» **Dataset records**
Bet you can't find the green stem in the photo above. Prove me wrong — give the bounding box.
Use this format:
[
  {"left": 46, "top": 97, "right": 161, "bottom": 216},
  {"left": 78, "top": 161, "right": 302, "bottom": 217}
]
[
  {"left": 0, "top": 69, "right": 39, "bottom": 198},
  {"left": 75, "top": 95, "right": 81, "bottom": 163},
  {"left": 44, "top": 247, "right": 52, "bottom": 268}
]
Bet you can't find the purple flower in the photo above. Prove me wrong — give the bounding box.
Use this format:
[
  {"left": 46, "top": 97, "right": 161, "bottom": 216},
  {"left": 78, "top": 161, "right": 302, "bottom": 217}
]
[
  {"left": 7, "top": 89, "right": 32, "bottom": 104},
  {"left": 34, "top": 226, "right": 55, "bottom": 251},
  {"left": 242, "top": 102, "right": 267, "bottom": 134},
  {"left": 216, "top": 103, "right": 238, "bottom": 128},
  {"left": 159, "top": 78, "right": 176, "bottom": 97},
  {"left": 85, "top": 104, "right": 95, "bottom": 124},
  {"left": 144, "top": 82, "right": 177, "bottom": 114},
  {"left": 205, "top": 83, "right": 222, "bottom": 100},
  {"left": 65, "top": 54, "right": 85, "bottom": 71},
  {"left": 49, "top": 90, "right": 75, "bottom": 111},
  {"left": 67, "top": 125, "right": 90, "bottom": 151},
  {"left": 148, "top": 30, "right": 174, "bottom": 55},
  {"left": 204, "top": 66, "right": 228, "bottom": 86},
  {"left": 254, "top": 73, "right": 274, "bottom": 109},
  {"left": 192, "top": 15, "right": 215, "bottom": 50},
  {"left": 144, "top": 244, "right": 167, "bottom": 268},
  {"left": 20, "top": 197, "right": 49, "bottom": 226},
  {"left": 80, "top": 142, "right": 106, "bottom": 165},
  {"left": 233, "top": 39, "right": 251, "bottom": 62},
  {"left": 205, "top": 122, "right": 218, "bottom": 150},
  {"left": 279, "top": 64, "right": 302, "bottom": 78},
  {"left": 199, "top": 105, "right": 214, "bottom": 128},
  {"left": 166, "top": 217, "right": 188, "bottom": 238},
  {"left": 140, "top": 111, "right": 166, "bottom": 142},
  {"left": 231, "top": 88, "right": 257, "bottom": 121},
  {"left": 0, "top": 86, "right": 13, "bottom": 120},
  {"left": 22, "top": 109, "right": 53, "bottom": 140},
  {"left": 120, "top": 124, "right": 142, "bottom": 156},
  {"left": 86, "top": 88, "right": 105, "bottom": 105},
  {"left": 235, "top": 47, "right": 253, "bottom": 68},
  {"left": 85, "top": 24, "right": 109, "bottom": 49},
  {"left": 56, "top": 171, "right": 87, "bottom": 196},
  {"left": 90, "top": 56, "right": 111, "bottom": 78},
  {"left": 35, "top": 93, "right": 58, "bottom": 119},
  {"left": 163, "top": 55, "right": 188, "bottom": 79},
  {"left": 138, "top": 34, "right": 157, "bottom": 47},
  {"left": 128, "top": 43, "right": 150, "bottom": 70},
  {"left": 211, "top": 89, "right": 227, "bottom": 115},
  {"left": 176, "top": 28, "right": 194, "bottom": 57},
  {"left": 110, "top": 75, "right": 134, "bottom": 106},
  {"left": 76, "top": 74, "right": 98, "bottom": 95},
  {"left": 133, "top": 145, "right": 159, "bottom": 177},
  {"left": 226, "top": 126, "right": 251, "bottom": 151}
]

» **Directions for this task**
Output the records above precisely.

» **Finished exercise**
Bet you can't find the green stem in the photo above. Prove me wrong — give the bounding box.
Use this format:
[
  {"left": 46, "top": 97, "right": 161, "bottom": 216},
  {"left": 78, "top": 161, "right": 302, "bottom": 217}
]
[
  {"left": 0, "top": 69, "right": 39, "bottom": 198},
  {"left": 75, "top": 95, "right": 81, "bottom": 163},
  {"left": 44, "top": 247, "right": 52, "bottom": 268}
]
Bet you can't find the purple flower in the photo above. Prove me wrong — give the bounding box.
Use this format:
[
  {"left": 46, "top": 97, "right": 161, "bottom": 216},
  {"left": 78, "top": 161, "right": 302, "bottom": 217}
]
[
  {"left": 7, "top": 89, "right": 32, "bottom": 104},
  {"left": 34, "top": 226, "right": 55, "bottom": 251},
  {"left": 242, "top": 102, "right": 267, "bottom": 134},
  {"left": 216, "top": 103, "right": 238, "bottom": 128},
  {"left": 159, "top": 78, "right": 176, "bottom": 97},
  {"left": 85, "top": 104, "right": 95, "bottom": 124},
  {"left": 144, "top": 82, "right": 177, "bottom": 114},
  {"left": 205, "top": 83, "right": 222, "bottom": 100},
  {"left": 65, "top": 54, "right": 85, "bottom": 71},
  {"left": 49, "top": 90, "right": 75, "bottom": 111},
  {"left": 67, "top": 125, "right": 90, "bottom": 151},
  {"left": 148, "top": 30, "right": 174, "bottom": 55},
  {"left": 204, "top": 66, "right": 228, "bottom": 86},
  {"left": 254, "top": 73, "right": 274, "bottom": 109},
  {"left": 192, "top": 15, "right": 215, "bottom": 50},
  {"left": 144, "top": 244, "right": 167, "bottom": 268},
  {"left": 20, "top": 197, "right": 49, "bottom": 226},
  {"left": 80, "top": 142, "right": 106, "bottom": 165},
  {"left": 233, "top": 39, "right": 251, "bottom": 62},
  {"left": 205, "top": 122, "right": 218, "bottom": 150},
  {"left": 279, "top": 64, "right": 302, "bottom": 78},
  {"left": 199, "top": 105, "right": 214, "bottom": 128},
  {"left": 166, "top": 217, "right": 188, "bottom": 238},
  {"left": 140, "top": 111, "right": 166, "bottom": 142},
  {"left": 231, "top": 88, "right": 257, "bottom": 121},
  {"left": 0, "top": 86, "right": 13, "bottom": 120},
  {"left": 22, "top": 109, "right": 53, "bottom": 140},
  {"left": 120, "top": 124, "right": 142, "bottom": 156},
  {"left": 86, "top": 88, "right": 105, "bottom": 105},
  {"left": 235, "top": 47, "right": 253, "bottom": 68},
  {"left": 85, "top": 24, "right": 109, "bottom": 49},
  {"left": 56, "top": 171, "right": 87, "bottom": 196},
  {"left": 90, "top": 56, "right": 111, "bottom": 78},
  {"left": 35, "top": 93, "right": 58, "bottom": 119},
  {"left": 163, "top": 55, "right": 188, "bottom": 79},
  {"left": 138, "top": 34, "right": 157, "bottom": 47},
  {"left": 128, "top": 43, "right": 150, "bottom": 70},
  {"left": 211, "top": 89, "right": 227, "bottom": 115},
  {"left": 176, "top": 28, "right": 194, "bottom": 57},
  {"left": 110, "top": 75, "right": 134, "bottom": 106},
  {"left": 76, "top": 74, "right": 98, "bottom": 95},
  {"left": 133, "top": 145, "right": 159, "bottom": 177},
  {"left": 226, "top": 126, "right": 251, "bottom": 151}
]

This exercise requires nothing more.